- _What you have to do_
Count the lines in the rows below that contain the string "rail", with uppercase and lowercase treated as different. State only the number.

- _Records shown_
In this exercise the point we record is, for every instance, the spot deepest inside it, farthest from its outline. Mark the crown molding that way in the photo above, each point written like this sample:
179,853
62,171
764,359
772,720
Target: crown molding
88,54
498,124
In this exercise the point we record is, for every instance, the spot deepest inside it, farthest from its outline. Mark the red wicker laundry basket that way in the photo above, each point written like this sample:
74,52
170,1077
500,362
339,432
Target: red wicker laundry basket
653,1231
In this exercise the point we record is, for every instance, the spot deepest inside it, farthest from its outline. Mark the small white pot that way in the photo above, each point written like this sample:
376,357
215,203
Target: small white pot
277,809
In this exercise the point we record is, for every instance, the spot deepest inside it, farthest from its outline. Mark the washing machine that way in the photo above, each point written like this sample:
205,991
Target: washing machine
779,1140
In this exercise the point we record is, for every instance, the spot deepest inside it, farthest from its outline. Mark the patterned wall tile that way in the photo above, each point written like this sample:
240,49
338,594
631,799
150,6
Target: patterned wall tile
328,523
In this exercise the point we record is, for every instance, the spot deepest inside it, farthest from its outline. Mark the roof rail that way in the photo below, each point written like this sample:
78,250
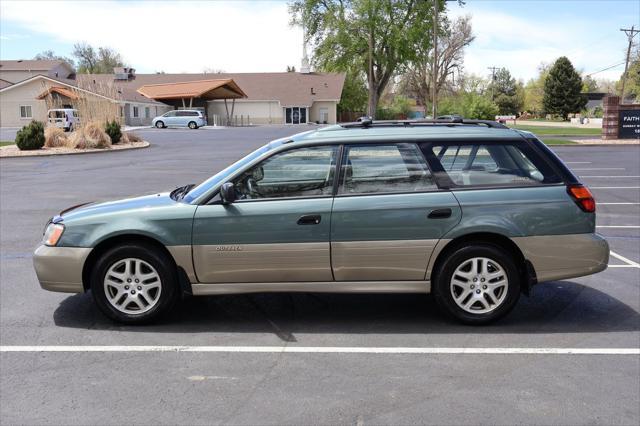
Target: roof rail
365,122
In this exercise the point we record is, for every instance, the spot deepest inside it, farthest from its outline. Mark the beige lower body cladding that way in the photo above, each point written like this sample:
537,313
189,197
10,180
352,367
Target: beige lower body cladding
556,257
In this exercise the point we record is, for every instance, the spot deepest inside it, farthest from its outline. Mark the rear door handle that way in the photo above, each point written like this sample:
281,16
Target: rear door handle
311,219
440,214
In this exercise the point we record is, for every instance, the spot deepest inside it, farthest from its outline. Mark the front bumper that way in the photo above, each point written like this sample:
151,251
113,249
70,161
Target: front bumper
60,268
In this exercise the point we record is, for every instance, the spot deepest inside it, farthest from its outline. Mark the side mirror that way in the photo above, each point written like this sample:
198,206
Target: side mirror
227,193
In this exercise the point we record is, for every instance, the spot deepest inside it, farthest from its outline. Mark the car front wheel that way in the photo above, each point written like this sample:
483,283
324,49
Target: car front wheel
134,283
477,284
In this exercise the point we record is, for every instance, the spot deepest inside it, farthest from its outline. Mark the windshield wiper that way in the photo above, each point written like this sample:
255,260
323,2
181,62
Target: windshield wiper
179,193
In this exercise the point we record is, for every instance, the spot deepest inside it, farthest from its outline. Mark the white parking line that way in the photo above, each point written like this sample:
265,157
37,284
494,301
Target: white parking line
602,168
329,350
624,259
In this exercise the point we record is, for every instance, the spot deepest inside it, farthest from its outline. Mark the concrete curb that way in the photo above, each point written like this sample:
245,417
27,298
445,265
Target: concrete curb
95,151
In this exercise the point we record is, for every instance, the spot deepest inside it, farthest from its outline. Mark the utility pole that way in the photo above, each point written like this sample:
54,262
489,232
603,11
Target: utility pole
434,68
630,32
493,77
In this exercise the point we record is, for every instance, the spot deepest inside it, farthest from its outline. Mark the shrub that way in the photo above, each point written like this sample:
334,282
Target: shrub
113,130
130,137
31,136
90,135
54,137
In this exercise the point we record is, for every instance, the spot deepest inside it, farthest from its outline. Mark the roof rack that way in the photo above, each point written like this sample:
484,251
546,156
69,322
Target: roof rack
366,122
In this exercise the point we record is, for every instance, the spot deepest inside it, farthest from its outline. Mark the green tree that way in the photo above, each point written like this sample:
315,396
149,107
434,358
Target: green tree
507,93
563,89
377,36
589,84
470,105
354,92
50,55
96,61
416,82
534,91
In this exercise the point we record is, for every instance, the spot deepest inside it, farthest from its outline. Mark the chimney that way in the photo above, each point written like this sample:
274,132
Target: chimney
124,73
305,68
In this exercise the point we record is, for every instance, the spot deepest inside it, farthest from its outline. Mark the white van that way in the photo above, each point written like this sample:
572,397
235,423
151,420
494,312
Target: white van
64,118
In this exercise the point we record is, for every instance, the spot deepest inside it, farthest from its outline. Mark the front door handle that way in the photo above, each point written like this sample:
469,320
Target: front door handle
311,219
440,214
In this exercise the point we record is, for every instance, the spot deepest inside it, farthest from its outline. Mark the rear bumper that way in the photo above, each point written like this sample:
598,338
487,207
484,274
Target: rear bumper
557,257
60,268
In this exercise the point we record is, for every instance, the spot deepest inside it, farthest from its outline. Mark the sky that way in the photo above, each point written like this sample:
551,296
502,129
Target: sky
243,36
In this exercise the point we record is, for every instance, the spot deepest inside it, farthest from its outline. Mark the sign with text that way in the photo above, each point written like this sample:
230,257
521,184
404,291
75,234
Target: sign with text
629,124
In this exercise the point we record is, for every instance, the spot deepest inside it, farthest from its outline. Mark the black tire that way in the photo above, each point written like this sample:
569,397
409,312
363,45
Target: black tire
164,267
442,283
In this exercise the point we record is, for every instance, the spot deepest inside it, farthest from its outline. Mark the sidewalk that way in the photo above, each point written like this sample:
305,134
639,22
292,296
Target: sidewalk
599,141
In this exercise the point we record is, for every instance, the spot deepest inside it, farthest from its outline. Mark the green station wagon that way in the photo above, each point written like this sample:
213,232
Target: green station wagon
471,211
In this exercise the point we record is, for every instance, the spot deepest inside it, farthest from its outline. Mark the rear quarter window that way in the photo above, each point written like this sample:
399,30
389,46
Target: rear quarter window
482,164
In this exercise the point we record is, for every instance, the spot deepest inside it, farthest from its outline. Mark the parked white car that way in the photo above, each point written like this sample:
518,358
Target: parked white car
64,118
180,118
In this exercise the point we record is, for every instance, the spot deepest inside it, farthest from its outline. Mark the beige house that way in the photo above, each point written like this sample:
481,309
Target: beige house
29,88
271,98
31,98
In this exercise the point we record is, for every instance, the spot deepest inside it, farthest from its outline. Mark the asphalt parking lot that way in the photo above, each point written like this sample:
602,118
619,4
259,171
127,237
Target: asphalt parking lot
238,384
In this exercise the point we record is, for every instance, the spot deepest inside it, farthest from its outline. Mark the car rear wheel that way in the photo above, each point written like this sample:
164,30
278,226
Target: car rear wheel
477,284
134,283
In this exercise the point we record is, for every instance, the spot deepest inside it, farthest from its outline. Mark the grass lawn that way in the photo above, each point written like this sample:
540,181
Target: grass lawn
559,131
552,141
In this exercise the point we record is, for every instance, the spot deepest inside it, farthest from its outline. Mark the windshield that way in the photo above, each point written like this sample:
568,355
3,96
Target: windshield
221,176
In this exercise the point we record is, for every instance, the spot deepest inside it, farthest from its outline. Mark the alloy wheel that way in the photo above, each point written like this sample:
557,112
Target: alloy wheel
479,285
132,286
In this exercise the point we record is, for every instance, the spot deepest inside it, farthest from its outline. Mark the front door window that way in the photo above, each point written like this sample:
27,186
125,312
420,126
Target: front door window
303,172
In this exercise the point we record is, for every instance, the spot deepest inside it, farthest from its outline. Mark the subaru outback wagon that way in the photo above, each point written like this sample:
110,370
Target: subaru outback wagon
471,211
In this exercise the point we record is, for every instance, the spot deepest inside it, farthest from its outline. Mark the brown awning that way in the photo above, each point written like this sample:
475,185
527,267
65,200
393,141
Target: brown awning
62,91
205,89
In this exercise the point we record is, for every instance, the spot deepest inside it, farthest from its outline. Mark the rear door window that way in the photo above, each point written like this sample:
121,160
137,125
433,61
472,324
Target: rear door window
492,164
392,168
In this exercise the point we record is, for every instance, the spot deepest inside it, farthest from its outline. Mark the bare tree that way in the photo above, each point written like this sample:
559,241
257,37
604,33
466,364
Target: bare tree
416,81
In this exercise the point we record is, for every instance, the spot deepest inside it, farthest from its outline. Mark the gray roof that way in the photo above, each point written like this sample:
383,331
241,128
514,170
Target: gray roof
290,88
29,65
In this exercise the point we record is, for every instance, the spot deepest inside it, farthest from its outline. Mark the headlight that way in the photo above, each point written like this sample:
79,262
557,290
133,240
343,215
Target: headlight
52,234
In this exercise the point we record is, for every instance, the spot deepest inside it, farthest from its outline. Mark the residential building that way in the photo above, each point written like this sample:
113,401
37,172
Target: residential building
267,98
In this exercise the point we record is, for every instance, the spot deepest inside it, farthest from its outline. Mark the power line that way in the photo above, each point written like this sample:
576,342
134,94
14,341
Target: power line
604,69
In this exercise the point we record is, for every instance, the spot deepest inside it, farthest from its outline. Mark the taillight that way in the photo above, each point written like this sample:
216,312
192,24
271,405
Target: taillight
583,197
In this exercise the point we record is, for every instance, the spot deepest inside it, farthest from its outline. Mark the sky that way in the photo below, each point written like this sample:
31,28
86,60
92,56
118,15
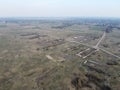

- _Result of this task_
2